■ Do this:
Turn the rows from the beginning through the line containing "pixel 146 228" into a numbered list, leaving out any blank lines.

(Excerpt from a dataset)
___

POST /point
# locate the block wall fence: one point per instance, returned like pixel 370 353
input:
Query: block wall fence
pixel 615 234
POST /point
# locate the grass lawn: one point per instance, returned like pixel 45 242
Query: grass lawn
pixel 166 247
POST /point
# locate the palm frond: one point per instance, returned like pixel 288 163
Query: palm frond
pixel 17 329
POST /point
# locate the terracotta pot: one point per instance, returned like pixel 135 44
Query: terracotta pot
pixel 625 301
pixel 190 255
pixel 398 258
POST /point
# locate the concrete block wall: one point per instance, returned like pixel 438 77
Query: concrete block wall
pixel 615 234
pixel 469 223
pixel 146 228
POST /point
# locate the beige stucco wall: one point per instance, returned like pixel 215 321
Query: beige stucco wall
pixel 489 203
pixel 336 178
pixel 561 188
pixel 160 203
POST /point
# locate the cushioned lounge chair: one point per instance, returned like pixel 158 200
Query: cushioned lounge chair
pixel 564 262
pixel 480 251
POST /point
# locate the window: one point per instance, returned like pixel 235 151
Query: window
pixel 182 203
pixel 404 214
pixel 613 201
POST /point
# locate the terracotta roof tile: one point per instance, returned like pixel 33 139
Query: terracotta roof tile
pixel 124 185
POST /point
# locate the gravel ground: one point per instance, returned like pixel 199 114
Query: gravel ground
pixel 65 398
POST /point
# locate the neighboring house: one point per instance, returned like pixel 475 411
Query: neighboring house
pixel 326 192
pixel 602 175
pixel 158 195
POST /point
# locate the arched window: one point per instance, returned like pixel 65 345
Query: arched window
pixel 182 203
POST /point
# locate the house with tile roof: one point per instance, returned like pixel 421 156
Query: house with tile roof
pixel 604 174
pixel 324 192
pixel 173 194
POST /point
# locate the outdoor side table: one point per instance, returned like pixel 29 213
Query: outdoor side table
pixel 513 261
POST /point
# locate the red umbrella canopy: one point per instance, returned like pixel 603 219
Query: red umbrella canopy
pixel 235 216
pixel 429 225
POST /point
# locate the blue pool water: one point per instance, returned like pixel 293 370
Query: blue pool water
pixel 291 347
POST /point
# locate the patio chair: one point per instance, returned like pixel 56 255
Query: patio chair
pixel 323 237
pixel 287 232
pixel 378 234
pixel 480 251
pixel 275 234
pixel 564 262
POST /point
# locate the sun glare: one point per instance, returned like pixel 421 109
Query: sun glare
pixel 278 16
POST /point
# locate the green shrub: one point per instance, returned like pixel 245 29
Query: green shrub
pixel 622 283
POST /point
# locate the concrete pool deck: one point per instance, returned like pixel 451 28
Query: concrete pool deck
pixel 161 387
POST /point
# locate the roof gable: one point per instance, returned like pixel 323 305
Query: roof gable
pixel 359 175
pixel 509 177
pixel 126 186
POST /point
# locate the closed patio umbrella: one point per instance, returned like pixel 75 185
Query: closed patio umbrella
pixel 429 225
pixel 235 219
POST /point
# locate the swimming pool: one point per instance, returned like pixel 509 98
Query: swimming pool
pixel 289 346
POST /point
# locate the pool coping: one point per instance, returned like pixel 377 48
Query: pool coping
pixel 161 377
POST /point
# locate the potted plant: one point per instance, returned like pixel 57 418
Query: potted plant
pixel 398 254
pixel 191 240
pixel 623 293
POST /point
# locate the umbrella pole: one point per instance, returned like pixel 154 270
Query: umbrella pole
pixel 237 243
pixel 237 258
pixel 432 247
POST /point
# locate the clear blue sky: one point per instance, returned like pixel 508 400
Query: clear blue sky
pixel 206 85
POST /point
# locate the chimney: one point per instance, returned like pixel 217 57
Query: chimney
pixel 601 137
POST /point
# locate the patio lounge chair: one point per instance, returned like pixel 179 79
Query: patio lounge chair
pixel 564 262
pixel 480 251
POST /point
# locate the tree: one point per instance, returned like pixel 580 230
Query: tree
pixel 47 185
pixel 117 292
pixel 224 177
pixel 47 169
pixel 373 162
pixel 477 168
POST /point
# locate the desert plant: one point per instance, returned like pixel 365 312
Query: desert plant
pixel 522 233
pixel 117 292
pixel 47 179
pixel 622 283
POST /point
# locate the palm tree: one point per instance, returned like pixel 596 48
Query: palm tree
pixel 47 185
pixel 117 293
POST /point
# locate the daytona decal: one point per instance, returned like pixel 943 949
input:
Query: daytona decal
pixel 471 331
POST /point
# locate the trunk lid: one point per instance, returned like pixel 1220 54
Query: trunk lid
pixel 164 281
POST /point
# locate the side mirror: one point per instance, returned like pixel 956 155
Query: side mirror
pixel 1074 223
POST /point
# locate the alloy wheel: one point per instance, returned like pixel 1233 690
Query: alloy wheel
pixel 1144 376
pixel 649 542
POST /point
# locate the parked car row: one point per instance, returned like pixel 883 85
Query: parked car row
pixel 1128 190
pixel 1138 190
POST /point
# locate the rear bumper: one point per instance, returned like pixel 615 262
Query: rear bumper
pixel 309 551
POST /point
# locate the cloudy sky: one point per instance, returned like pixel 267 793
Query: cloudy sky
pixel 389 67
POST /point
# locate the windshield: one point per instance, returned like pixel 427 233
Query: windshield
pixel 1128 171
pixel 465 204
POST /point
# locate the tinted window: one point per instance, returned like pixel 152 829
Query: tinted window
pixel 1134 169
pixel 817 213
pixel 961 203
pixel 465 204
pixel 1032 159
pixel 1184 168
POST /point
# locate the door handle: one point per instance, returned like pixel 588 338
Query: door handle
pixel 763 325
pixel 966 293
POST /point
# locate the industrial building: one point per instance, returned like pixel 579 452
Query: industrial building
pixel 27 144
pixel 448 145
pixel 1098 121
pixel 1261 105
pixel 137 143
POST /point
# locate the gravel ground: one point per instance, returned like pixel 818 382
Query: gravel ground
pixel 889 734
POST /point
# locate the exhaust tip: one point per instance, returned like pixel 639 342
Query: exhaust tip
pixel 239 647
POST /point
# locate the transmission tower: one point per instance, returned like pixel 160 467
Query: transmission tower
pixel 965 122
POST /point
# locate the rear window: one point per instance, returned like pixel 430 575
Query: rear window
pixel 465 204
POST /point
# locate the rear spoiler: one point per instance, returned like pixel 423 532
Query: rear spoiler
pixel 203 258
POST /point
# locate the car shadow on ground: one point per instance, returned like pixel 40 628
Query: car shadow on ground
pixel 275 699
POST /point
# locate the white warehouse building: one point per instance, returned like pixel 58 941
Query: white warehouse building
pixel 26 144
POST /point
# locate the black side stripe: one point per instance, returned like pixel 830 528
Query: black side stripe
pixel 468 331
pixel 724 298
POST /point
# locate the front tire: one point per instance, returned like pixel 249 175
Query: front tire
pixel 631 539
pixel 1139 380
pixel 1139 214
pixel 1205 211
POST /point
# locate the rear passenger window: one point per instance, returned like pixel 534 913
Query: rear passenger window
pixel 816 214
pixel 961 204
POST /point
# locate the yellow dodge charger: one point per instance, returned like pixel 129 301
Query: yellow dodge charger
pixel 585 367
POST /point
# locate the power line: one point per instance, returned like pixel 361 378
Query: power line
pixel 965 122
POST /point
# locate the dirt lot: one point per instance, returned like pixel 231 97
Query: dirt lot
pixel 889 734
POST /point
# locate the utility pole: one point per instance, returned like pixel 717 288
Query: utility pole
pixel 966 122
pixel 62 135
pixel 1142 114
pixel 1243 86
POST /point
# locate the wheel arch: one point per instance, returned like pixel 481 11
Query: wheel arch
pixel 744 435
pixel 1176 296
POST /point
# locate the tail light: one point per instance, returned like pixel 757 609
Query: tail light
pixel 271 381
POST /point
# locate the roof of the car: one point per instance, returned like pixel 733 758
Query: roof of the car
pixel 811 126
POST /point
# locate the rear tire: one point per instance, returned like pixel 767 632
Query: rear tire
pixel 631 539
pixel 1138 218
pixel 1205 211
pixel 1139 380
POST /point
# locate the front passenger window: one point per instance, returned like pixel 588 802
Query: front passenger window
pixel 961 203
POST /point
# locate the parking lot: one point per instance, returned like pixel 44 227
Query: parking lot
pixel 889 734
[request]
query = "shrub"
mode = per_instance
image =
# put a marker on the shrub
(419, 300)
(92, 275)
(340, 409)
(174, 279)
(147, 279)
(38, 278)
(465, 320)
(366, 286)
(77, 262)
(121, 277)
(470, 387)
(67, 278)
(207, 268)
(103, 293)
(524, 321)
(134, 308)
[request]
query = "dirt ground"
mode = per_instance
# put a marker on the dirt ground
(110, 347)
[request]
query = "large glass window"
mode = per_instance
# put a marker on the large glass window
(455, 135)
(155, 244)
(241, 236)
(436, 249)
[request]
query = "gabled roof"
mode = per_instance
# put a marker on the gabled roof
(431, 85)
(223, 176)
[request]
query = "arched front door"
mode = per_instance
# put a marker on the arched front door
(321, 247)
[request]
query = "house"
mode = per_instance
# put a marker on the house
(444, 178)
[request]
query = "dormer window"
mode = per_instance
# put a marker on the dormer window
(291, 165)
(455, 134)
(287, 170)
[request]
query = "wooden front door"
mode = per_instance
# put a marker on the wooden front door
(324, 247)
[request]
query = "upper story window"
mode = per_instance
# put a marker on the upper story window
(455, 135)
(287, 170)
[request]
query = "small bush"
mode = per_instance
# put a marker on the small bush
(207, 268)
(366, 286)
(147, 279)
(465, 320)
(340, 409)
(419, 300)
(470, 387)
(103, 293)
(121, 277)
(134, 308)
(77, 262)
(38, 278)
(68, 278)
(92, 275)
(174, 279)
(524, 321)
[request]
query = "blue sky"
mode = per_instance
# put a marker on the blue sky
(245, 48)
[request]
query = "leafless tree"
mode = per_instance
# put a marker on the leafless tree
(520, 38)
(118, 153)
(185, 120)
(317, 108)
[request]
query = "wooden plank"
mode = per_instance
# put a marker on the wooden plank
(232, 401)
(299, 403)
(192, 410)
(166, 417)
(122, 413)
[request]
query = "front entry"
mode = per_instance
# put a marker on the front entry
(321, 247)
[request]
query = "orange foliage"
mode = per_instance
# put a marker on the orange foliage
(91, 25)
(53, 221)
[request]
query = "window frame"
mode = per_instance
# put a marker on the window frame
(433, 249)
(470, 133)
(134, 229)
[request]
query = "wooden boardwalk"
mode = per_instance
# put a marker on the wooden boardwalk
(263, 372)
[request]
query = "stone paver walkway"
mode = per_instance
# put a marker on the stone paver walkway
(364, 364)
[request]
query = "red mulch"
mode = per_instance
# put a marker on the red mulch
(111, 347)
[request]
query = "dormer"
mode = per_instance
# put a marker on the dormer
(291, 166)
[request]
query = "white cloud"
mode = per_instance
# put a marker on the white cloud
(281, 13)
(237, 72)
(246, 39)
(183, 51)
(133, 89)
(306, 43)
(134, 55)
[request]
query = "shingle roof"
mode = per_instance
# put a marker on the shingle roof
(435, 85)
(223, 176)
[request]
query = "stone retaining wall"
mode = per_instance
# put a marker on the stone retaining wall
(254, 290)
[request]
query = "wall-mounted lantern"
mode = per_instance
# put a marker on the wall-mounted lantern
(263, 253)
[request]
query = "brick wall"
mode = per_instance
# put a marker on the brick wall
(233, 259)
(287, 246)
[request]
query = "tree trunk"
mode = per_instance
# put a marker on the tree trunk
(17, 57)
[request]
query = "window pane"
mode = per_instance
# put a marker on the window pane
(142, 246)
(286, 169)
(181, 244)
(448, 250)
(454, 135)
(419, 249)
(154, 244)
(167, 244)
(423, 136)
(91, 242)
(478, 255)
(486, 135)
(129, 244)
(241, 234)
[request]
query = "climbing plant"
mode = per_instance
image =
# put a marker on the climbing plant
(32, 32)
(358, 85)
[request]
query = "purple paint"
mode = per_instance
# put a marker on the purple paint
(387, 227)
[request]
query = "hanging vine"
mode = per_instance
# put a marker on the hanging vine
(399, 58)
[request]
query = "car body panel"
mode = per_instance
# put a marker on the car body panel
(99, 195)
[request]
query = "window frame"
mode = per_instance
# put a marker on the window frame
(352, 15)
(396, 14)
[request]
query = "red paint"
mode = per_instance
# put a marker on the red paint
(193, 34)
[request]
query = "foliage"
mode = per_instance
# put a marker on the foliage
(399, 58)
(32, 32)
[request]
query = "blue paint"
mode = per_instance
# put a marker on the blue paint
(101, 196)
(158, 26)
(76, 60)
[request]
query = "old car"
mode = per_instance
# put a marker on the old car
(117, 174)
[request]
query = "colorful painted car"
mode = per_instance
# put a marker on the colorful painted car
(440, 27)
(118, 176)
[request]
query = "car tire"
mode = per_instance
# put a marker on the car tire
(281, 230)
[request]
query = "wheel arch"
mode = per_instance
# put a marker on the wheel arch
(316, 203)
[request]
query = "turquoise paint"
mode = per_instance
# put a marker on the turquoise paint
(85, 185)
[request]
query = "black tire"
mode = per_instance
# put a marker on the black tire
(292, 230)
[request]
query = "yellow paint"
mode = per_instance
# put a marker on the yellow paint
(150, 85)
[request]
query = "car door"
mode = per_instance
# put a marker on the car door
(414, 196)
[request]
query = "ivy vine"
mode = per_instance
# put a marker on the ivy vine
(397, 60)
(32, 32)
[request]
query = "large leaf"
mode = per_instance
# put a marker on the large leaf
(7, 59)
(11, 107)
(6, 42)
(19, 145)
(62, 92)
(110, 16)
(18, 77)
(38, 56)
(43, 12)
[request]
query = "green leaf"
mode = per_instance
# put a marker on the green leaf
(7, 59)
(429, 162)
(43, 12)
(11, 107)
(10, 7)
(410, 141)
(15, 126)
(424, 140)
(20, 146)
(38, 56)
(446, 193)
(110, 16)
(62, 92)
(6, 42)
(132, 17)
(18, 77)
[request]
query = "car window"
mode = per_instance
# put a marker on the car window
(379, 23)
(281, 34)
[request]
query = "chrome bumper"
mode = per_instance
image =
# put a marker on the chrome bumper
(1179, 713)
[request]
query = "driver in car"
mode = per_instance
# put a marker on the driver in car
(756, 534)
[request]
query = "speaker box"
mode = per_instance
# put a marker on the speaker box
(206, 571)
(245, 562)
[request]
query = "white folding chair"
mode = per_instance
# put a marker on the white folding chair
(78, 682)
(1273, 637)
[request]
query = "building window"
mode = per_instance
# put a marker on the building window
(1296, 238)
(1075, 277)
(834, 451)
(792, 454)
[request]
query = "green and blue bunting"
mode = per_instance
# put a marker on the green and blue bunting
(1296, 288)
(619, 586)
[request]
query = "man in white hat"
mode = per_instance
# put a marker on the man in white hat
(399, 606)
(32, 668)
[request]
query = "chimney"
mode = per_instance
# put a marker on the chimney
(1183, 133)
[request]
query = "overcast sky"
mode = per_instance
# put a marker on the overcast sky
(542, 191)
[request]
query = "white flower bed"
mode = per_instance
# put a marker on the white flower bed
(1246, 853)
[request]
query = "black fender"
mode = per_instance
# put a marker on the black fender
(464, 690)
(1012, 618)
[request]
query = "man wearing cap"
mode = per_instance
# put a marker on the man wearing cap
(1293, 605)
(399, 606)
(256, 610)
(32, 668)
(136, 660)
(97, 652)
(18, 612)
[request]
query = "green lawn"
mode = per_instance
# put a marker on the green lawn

___

■ Output of the exercise:
1. POST /point
2. # locate the block wall fence: one point per instance, returned like pixel 370 353
3. input:
4. Query: block wall fence
5. pixel 615 234
6. POST /point
7. # locate the grass lawn: one point per instance, returned like pixel 45 242
8. Query: grass lawn
9. pixel 166 247
10. POST /point
11. # locate the palm frond: one point per instance, returned like pixel 288 163
12. Query: palm frond
13. pixel 17 329
14. POST /point
15. # locate the terracotta pot: one point per instance, returned like pixel 135 44
16. Query: terracotta pot
17. pixel 625 301
18. pixel 190 255
19. pixel 398 258
20. POST /point
21. # locate the concrete block wall: one point per instance, returned like pixel 438 77
22. Query: concrete block wall
23. pixel 615 234
24. pixel 469 223
25. pixel 146 228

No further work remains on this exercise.